__DIRECTIVE 1__. Reproduce verbatim the passage of the joint account provisions starting with "In the event" and going on through "accountholders.".
## start PROVIDED TEXT
All accountholders agree that each accountholder has authority to transact any
business on behalf of the account as fully and completely as if each
accountholder were the sole owner of the account. Subject to MLPF&S policies,
MLPF&S may accept orders and instructions, written or oral, with respect to the
account from each accountholder, without notice to any other accountholder, for
the receipt, transfer and withdrawal of funds by check, wire transfer or
otherwise and for the purchase, sale, exchange, transfer or other disposition of
securities and other property (including margin transactions and short sales if
the accountholders have selected the Investor CreditLine service). All
accountholders further agree that all securities and other property that MLPF&S
may be holding for any of them, either in this account or otherwise, shall be
subject to a lien for the discharge of the obligations of this account to
MLPF&S, such lien to be in addition to any rights and remedies MLPF&S may
otherwise have.
In the event of the death of an accountholder, divorce of married
accountholders, assignment of an accountholder's interest or other event that
causes a change in ownership of the account, all accountholders or the surviving
accountholder(s) as the case may be shall immediately give MLPF&S written notice
thereof, and MLPF&S may, in such event, take such action, including requiring
such documents or imposing such restrictions on the account, as MLPF&S may deem
necessary in the circumstances. The estate of a deceased accountholder and a
departing accountholder by assignment or divorce shall remain liable, jointly
and severally, with the remaining or surviving accountholder(s), for any
obligations of the account arising before MLPF&S receives such notice, or
incurred in liquidation of the account or the adjustment of the interests of the
accountholders.
## end PROVIDED TEXT
## start PROVIDED DATA
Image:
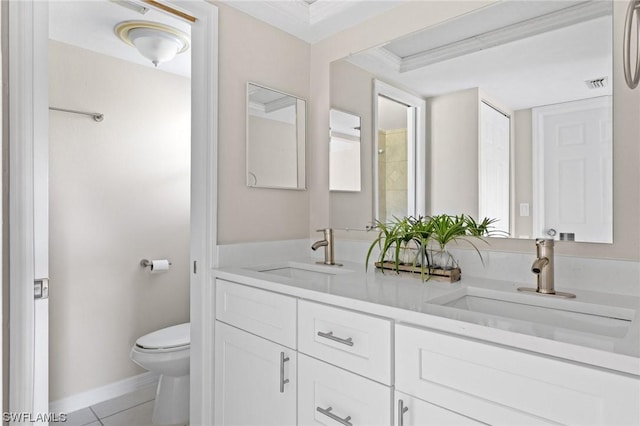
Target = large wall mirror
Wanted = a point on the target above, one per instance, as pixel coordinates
(276, 134)
(519, 101)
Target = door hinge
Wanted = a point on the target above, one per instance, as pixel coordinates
(41, 288)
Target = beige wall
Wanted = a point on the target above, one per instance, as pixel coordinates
(522, 151)
(250, 50)
(453, 190)
(119, 192)
(416, 15)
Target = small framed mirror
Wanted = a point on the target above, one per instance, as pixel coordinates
(276, 138)
(344, 151)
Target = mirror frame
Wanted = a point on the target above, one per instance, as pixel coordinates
(301, 136)
(359, 165)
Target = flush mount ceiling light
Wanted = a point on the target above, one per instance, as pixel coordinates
(156, 42)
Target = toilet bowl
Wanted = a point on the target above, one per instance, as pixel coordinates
(166, 352)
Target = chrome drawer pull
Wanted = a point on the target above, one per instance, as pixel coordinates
(330, 336)
(327, 412)
(401, 410)
(283, 381)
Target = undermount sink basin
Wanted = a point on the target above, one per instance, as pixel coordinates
(304, 271)
(570, 314)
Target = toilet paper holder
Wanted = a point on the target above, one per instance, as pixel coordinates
(148, 263)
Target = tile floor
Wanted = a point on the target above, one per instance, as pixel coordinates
(133, 409)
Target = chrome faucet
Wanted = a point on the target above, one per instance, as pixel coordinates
(543, 268)
(327, 243)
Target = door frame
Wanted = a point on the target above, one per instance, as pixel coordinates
(418, 155)
(27, 113)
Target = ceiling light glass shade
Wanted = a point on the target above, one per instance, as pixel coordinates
(157, 46)
(155, 41)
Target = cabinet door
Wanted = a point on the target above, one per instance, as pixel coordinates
(502, 386)
(412, 411)
(255, 380)
(331, 396)
(265, 313)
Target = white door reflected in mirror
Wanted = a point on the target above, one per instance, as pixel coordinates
(275, 139)
(344, 152)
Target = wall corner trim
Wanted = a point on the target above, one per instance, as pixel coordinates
(103, 393)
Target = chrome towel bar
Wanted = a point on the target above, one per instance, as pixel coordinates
(95, 115)
(631, 76)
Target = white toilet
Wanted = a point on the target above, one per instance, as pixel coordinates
(166, 352)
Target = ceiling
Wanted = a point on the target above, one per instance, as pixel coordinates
(314, 20)
(524, 54)
(89, 23)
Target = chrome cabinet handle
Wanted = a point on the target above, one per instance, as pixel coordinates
(401, 410)
(330, 336)
(283, 381)
(327, 412)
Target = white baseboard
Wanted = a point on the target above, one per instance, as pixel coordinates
(103, 393)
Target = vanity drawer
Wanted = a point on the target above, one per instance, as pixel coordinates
(498, 385)
(357, 342)
(267, 314)
(328, 394)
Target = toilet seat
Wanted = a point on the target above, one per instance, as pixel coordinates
(171, 338)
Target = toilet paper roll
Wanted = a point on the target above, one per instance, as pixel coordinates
(158, 266)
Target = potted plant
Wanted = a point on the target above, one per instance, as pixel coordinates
(401, 242)
(416, 235)
(447, 228)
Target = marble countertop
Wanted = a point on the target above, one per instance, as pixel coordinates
(610, 340)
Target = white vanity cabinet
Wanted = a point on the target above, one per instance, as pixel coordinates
(255, 357)
(344, 367)
(285, 360)
(497, 385)
(410, 411)
(328, 395)
(255, 379)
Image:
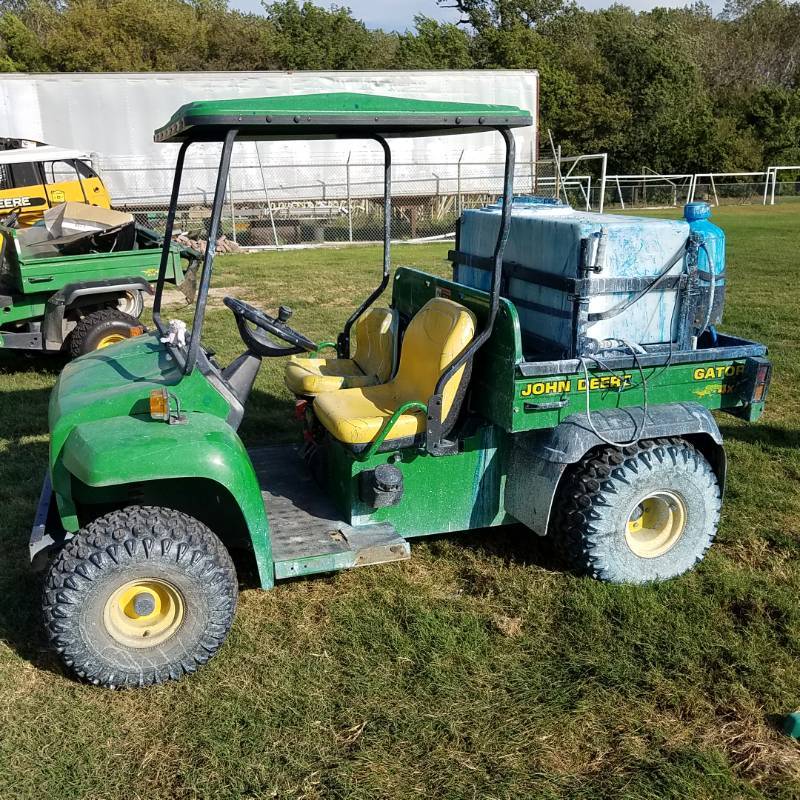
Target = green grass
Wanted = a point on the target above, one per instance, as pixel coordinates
(477, 669)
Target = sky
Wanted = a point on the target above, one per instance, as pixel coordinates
(399, 14)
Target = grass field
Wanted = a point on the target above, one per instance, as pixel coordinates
(479, 669)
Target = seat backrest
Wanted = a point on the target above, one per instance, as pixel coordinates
(437, 333)
(375, 349)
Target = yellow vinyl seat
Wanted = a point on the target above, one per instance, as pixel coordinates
(439, 331)
(374, 357)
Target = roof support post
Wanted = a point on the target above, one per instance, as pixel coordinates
(165, 245)
(211, 246)
(433, 435)
(343, 340)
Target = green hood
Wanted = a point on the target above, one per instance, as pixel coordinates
(117, 381)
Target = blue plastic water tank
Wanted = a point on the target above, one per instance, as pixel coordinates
(711, 258)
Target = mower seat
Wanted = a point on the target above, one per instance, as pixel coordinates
(374, 356)
(439, 331)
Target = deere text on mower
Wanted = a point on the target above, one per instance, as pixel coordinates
(575, 402)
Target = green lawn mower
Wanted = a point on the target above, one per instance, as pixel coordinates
(80, 290)
(562, 380)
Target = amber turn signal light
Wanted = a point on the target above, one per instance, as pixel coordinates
(159, 404)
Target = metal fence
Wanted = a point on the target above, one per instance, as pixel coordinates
(274, 205)
(652, 190)
(270, 205)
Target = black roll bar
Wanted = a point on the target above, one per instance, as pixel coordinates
(211, 247)
(165, 245)
(343, 340)
(433, 433)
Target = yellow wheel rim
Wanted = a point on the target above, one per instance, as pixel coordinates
(112, 338)
(656, 524)
(144, 613)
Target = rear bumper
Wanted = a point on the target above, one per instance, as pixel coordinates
(46, 533)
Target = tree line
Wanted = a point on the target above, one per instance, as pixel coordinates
(674, 90)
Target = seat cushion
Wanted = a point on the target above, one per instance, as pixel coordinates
(312, 376)
(355, 416)
(439, 331)
(375, 345)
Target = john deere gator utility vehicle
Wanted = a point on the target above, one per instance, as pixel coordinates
(451, 407)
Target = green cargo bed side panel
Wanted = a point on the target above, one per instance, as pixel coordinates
(459, 492)
(128, 450)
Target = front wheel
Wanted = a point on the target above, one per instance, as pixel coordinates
(642, 513)
(139, 596)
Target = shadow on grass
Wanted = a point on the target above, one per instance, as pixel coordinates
(512, 544)
(20, 612)
(32, 362)
(771, 435)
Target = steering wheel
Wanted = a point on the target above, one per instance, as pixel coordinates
(256, 342)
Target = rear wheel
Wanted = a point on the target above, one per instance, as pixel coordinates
(641, 513)
(101, 329)
(140, 596)
(131, 303)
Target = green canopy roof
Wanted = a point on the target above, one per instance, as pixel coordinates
(335, 115)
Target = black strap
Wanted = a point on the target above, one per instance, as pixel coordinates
(626, 304)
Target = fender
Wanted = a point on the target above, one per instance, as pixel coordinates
(121, 451)
(540, 458)
(52, 327)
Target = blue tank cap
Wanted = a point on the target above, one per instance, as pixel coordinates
(692, 212)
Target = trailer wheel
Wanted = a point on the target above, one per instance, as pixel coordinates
(139, 596)
(643, 513)
(101, 329)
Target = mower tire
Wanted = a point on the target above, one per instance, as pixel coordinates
(101, 329)
(138, 597)
(646, 512)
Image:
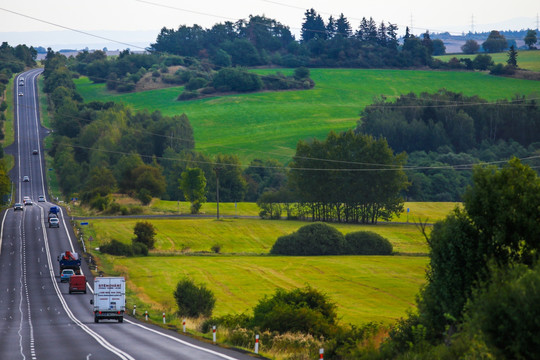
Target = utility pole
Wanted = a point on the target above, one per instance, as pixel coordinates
(217, 170)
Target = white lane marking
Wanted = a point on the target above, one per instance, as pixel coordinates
(21, 299)
(2, 230)
(101, 340)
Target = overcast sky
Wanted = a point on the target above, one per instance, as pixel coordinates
(139, 15)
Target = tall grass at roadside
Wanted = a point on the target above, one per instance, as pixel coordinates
(238, 236)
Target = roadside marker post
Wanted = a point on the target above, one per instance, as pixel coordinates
(256, 344)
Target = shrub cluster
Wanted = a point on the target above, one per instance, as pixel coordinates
(193, 300)
(115, 247)
(322, 239)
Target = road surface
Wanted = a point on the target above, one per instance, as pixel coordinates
(38, 318)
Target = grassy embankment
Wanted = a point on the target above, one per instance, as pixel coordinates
(269, 124)
(528, 60)
(366, 288)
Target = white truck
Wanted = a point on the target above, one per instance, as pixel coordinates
(109, 298)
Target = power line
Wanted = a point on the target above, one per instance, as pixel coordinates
(71, 29)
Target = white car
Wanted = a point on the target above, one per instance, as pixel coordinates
(54, 222)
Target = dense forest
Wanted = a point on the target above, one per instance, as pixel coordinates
(331, 43)
(444, 133)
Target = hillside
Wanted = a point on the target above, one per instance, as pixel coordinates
(249, 126)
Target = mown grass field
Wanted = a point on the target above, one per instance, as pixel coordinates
(269, 124)
(237, 236)
(365, 288)
(528, 59)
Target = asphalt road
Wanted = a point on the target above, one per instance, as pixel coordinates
(39, 319)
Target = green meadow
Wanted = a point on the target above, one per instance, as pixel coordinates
(527, 59)
(365, 288)
(269, 124)
(237, 236)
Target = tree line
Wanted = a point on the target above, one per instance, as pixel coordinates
(451, 130)
(264, 41)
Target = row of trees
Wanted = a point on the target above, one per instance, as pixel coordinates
(496, 42)
(428, 121)
(264, 41)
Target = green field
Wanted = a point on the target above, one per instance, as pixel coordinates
(365, 288)
(238, 236)
(528, 59)
(269, 124)
(430, 211)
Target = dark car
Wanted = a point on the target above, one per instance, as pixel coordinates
(66, 274)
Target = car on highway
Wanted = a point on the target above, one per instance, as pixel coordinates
(54, 222)
(66, 274)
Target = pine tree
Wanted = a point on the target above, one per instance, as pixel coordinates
(512, 57)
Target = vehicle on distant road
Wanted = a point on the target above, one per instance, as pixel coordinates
(77, 283)
(66, 274)
(109, 298)
(54, 222)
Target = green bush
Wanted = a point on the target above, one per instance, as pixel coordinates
(139, 249)
(188, 95)
(505, 312)
(227, 321)
(300, 310)
(234, 79)
(193, 300)
(144, 233)
(367, 243)
(196, 83)
(115, 247)
(314, 239)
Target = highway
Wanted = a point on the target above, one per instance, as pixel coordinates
(39, 319)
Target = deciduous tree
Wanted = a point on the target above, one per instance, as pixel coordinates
(193, 185)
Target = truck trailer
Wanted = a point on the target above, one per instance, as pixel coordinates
(109, 298)
(69, 260)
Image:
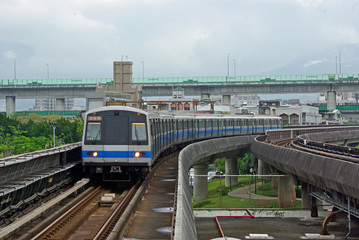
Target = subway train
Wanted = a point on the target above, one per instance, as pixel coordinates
(121, 143)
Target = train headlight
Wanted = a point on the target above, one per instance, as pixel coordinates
(92, 154)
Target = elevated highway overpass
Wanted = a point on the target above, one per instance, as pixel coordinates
(122, 82)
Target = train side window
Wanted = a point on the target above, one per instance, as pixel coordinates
(139, 133)
(93, 131)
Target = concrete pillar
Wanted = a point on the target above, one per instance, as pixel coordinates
(226, 100)
(200, 186)
(305, 196)
(95, 100)
(263, 168)
(60, 104)
(231, 169)
(205, 96)
(275, 181)
(313, 207)
(331, 100)
(286, 192)
(10, 105)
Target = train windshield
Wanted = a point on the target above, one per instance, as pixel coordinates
(93, 132)
(139, 133)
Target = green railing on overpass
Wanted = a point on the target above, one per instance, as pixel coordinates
(54, 82)
(342, 107)
(247, 79)
(184, 80)
(67, 113)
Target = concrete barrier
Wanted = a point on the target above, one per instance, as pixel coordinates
(185, 227)
(14, 167)
(331, 136)
(324, 172)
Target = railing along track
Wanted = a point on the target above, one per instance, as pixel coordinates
(50, 230)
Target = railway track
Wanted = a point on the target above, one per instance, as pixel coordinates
(340, 152)
(91, 218)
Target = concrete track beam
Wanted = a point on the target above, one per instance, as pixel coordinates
(10, 105)
(286, 192)
(60, 104)
(205, 96)
(231, 169)
(331, 100)
(200, 186)
(226, 100)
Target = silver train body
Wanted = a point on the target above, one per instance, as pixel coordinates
(121, 143)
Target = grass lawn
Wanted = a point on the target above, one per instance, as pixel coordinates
(215, 200)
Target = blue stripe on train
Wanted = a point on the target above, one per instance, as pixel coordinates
(116, 154)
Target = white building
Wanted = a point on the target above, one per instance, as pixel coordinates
(299, 115)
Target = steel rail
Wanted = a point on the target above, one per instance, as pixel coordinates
(323, 153)
(108, 226)
(50, 230)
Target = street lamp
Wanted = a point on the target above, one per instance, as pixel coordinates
(228, 65)
(53, 124)
(143, 70)
(234, 67)
(15, 67)
(48, 73)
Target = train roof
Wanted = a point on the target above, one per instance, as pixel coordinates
(119, 108)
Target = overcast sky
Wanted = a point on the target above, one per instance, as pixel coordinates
(81, 38)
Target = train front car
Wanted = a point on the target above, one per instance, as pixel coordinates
(116, 145)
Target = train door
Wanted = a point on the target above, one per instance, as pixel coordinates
(233, 125)
(153, 149)
(116, 138)
(254, 126)
(205, 127)
(211, 127)
(197, 129)
(225, 126)
(172, 130)
(240, 125)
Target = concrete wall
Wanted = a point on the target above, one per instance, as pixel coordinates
(250, 88)
(17, 166)
(185, 224)
(332, 136)
(324, 172)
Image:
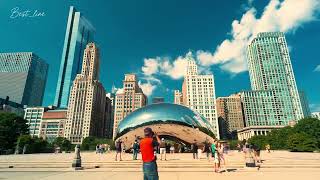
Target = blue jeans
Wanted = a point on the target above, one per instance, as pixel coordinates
(135, 154)
(150, 171)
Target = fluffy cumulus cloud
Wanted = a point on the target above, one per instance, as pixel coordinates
(147, 87)
(163, 66)
(285, 16)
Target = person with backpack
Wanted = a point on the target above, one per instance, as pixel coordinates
(135, 148)
(118, 149)
(147, 146)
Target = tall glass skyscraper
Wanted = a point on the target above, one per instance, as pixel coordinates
(23, 78)
(270, 69)
(79, 33)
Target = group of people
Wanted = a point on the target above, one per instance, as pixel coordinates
(216, 151)
(102, 148)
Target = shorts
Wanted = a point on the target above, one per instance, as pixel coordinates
(162, 150)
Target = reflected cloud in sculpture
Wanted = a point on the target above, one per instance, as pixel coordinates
(166, 119)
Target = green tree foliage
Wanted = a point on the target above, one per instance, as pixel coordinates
(301, 142)
(90, 143)
(303, 137)
(63, 143)
(11, 127)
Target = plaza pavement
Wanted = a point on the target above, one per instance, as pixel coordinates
(276, 165)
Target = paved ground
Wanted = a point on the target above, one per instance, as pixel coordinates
(276, 165)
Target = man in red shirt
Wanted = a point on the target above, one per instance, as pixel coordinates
(147, 145)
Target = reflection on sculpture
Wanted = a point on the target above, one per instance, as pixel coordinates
(169, 120)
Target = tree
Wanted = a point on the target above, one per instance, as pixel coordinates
(11, 127)
(301, 142)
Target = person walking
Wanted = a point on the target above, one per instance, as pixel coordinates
(147, 146)
(256, 152)
(222, 161)
(135, 148)
(163, 149)
(118, 149)
(194, 149)
(206, 149)
(214, 153)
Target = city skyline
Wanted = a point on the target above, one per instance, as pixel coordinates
(159, 69)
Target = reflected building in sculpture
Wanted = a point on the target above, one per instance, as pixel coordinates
(167, 120)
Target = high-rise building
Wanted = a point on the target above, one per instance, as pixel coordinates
(316, 115)
(34, 116)
(270, 69)
(52, 124)
(178, 98)
(230, 116)
(198, 93)
(259, 108)
(304, 104)
(79, 33)
(128, 99)
(110, 103)
(156, 100)
(23, 78)
(86, 109)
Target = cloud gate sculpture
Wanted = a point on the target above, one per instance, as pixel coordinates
(167, 120)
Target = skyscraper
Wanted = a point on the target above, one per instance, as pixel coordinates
(128, 99)
(86, 110)
(198, 92)
(23, 78)
(230, 115)
(79, 33)
(178, 98)
(270, 69)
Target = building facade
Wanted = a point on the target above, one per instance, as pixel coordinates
(34, 116)
(270, 69)
(198, 93)
(110, 102)
(128, 99)
(316, 115)
(52, 125)
(230, 116)
(178, 98)
(23, 78)
(79, 33)
(304, 104)
(86, 110)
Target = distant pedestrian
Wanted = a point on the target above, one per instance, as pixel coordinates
(215, 156)
(256, 152)
(268, 148)
(163, 149)
(199, 151)
(222, 161)
(135, 149)
(147, 146)
(194, 148)
(118, 149)
(97, 149)
(206, 149)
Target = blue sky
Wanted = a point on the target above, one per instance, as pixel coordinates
(151, 39)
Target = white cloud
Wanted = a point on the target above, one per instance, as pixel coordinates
(285, 16)
(315, 107)
(147, 88)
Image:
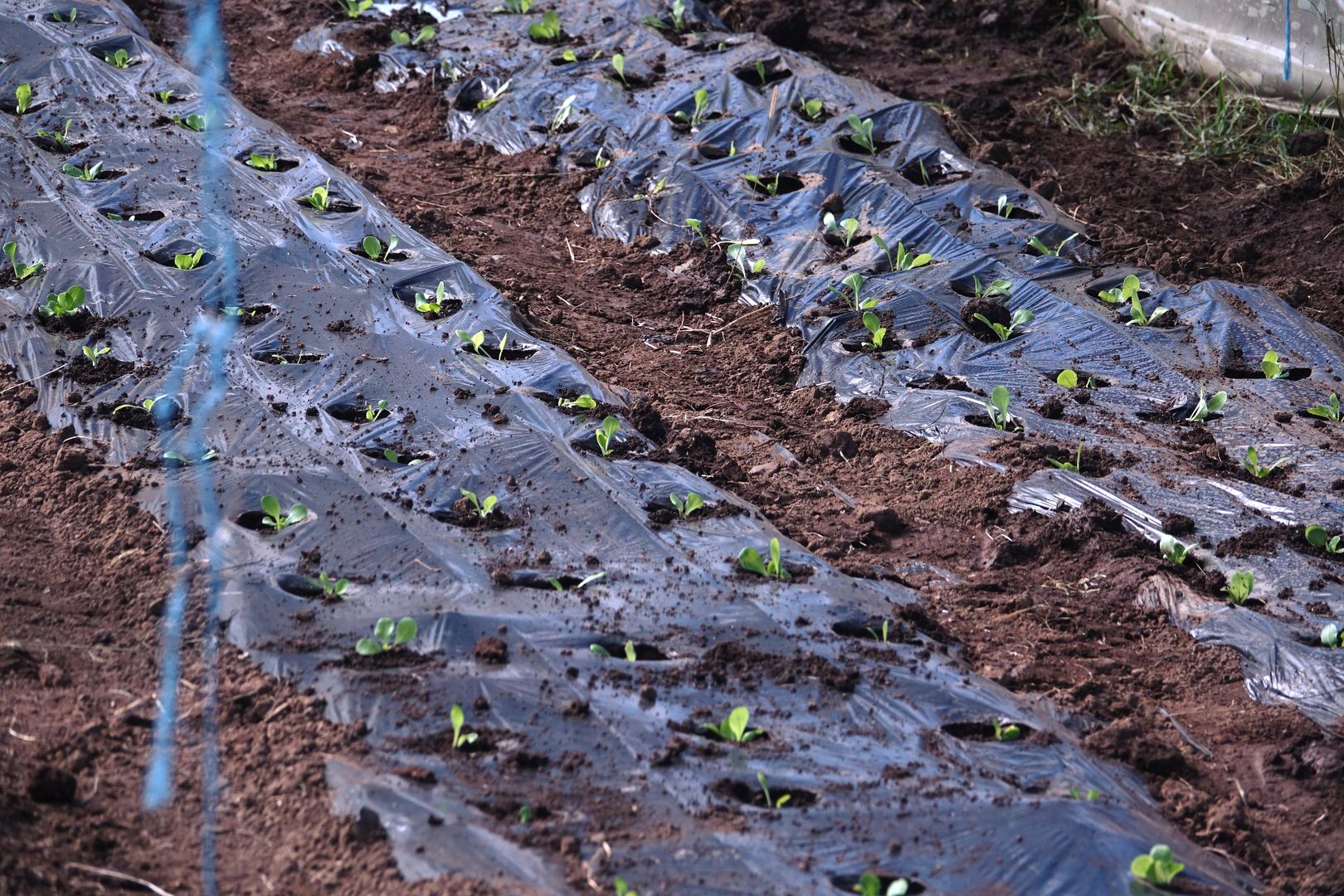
## end PROVIDED DATA
__DIRECTIVE 2__. List every line of the entries that contains the string "train", matching case exactly.

__EXERCISE RESPONSE 1__.
In the event of the death of an accountholder, divorce of married
accountholders, assignment of an accountholder's interest or other event that
causes a change in ownership of the account, all accountholders or the surviving
accountholder(s) as the case may be shall immediately give MLPF&S written notice
thereof, and MLPF&S may, in such event, take such action, including requiring
such documents or imposing such restrictions on the account, as MLPF&S may deem
necessary in the circumstances. The estate of a deceased accountholder and a
departing accountholder by assignment or divorce shall remain liable, jointly
and severally, with the remaining or surviving accountholder(s), for any
obligations of the account arising before MLPF&S receives such notice, or
incurred in liquidation of the account or the adjustment of the interests of the
accountholders.

__EXERCISE RESPONSE 2__.
Target = subway train
Target = train headlight
Target = train side window
Target = train windshield
Target = silver train body
Target = blue stripe on train
Target = train roof
Target = train front car
Target = train door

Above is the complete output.